>> start RECORDED DATA

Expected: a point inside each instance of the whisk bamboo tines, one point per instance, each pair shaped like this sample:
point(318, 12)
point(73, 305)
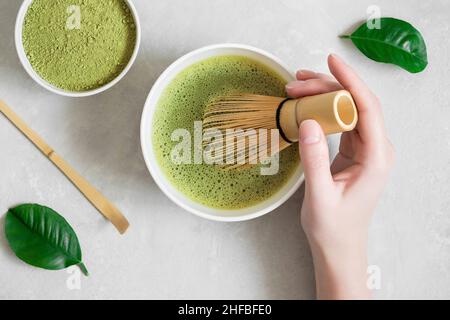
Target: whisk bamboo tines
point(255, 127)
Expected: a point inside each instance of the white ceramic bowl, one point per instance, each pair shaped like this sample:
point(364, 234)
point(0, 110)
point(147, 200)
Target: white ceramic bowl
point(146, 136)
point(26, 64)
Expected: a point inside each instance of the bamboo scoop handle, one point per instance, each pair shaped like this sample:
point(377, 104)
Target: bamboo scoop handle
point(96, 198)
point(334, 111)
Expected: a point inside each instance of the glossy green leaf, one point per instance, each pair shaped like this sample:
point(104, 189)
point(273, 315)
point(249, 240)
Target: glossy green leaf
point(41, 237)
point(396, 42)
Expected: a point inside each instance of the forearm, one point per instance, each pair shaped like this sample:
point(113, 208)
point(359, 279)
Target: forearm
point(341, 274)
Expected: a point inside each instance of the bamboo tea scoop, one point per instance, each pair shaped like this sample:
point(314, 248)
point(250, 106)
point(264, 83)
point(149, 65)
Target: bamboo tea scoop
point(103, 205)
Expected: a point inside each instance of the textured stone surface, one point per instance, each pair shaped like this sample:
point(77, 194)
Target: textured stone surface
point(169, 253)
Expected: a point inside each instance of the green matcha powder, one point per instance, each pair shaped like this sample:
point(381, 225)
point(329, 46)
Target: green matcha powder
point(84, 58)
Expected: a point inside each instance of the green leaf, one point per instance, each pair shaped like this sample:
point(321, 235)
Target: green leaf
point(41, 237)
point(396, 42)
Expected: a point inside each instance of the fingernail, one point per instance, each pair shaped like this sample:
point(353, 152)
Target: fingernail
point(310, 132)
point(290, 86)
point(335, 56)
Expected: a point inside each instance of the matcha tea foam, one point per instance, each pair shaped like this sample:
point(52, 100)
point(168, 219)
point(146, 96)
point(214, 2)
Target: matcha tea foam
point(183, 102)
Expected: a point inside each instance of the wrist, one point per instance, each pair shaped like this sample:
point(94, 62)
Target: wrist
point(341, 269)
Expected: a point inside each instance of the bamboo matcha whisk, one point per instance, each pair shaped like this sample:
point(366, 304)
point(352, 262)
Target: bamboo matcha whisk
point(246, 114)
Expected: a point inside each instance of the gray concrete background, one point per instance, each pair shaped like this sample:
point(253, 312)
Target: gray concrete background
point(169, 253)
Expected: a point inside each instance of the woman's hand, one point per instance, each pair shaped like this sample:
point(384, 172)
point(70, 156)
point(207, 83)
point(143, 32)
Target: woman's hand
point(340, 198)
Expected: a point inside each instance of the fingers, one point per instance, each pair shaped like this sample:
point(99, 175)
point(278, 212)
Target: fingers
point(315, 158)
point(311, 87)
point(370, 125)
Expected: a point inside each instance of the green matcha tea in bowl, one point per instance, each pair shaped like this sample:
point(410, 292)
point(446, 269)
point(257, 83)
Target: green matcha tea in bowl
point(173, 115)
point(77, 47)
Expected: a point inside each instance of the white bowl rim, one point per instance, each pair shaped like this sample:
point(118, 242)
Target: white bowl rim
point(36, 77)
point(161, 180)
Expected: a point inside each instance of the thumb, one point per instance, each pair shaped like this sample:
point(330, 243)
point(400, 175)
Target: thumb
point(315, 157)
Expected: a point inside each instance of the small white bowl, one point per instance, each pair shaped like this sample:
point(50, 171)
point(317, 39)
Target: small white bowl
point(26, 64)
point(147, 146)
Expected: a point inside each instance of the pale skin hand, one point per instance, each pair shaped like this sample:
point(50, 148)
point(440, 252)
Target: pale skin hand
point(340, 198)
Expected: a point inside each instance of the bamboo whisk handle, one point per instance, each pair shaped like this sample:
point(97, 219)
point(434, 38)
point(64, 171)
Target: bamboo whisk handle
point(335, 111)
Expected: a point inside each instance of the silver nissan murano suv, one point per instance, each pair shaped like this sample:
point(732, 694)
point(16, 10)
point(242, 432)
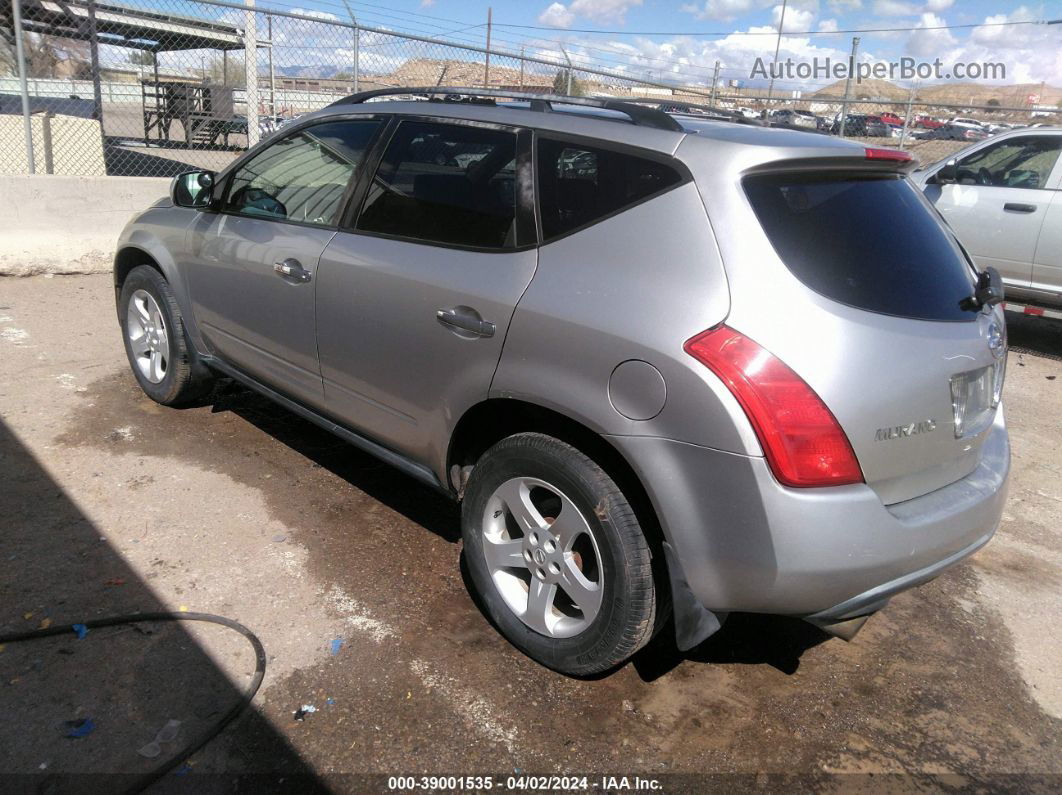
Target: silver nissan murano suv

>> end RECORDED DATA

STATED TASK
Copy all of these lines back verbatim, omitting the pictures from your copy.

CORRECT RESPONSE
Expected: a point inside each instance of the whisk bamboo tines, one point per instance, each pair shaped like this sample:
point(318, 12)
point(73, 305)
Target: whisk bamboo tines
point(255, 127)
Expected: a point inside each instance of the white ceramic bowl, one point per instance, each pair shaped like this sample:
point(364, 234)
point(0, 110)
point(147, 200)
Target: white ceramic bowl
point(146, 136)
point(26, 64)
Expected: a point inside each instance of the bamboo scoop handle, one point per instance, each pair shaped like this sample:
point(377, 104)
Target: bamboo scoop handle
point(96, 198)
point(334, 111)
Expected: a point inside each instance of the glossy green leaf, one point per instance, each pair shaped like this sample:
point(104, 189)
point(273, 315)
point(249, 240)
Target: glossy green leaf
point(41, 237)
point(396, 42)
Expected: a point inside each instance of the forearm, one point per instance, each pair shaped like this sample:
point(113, 208)
point(359, 279)
Target: forearm
point(341, 274)
Expected: a point inside each instance of the bamboo tea scoop, one point per instance, each pair shaped like this sample:
point(314, 248)
point(250, 106)
point(264, 83)
point(149, 65)
Target: bamboo tea scoop
point(103, 205)
Expected: a point inside each instance of the textured stone surface, one point per instance, each pair shaped like this sample:
point(77, 194)
Target: textured stone surface
point(169, 253)
Expected: a point inside each instance of the green matcha powder, one point per instance, each pair shaped like this sample:
point(381, 225)
point(329, 46)
Target: green matcha powder
point(84, 58)
Expected: a point inside each instance of the green leaf, one point per instance, each pair shaped like this sample:
point(321, 235)
Target: green leaf
point(41, 237)
point(396, 42)
Expected: a point inside each instance of the fingernail, one point per instance, each pair shaped like this sample:
point(353, 152)
Target: fingernail
point(310, 132)
point(290, 86)
point(335, 56)
Expected: a point inside each instance of the matcha tea foam, one point per instance, each pair shaped like this sample:
point(52, 100)
point(168, 219)
point(146, 96)
point(214, 2)
Target: matcha tea foam
point(183, 102)
Expected: a point inside each instance of the wrist, one point per instance, each pair shaped like this sample:
point(94, 62)
Target: wrist
point(341, 269)
Expected: a point inside each instance of the bamboo matcha whisk, one point per instance, each pair shaped like this sample:
point(366, 304)
point(352, 262)
Target: bamboo matcha whisk
point(246, 114)
Expected: a point inside each instance of the gray concrete background, one point per instance, each pair shaped like this sample:
point(253, 312)
Target: gray concrete background
point(169, 253)
Expected: a point inside each instance of the woman's hand, one point per instance, each pair shaped like this sample:
point(384, 172)
point(70, 156)
point(207, 83)
point(143, 32)
Target: woman's hand
point(340, 198)
Expected: a point inside each instance of the fingers, one point per instance, each pair shaped like this sample:
point(99, 175)
point(278, 212)
Target: fingers
point(315, 158)
point(311, 87)
point(370, 125)
Expected: a point inside each instance of the green matcha tea in bowl, one point per instance, each pair shaped like this sample:
point(410, 292)
point(446, 269)
point(257, 83)
Target: green matcha tea in bowl
point(173, 115)
point(77, 47)
Expected: a point inside each instance of the white bowl rim, one point per instance, each pair shaped like this sample:
point(118, 242)
Target: white bowl rim
point(36, 77)
point(161, 180)
Expected: a point inside each instance of the thumb, one point per instance, each pair shaped like this sample:
point(330, 243)
point(400, 175)
Target: thumb
point(315, 157)
Expected: a point inside each instance of the small white bowl, one point per instance, each pair shaped like this sample:
point(50, 171)
point(317, 39)
Target: small white bowl
point(26, 64)
point(147, 146)
Expected: a point inside each instance of the pale skin hand, one point per instance, each pair shaped like this sample:
point(50, 148)
point(440, 252)
Target: pale skin hand
point(340, 198)
Expected: a point inside each instance of the bamboo whisk handle, one point per instance, each pair shaped like this sample:
point(97, 219)
point(434, 38)
point(64, 171)
Target: bamboo whisk handle
point(335, 111)
Expected: a point inside each instance of the silver nissan murano suv, one point per instance, each pair shaped like this sample:
point(732, 694)
point(16, 10)
point(242, 432)
Target: silver nissan murano suv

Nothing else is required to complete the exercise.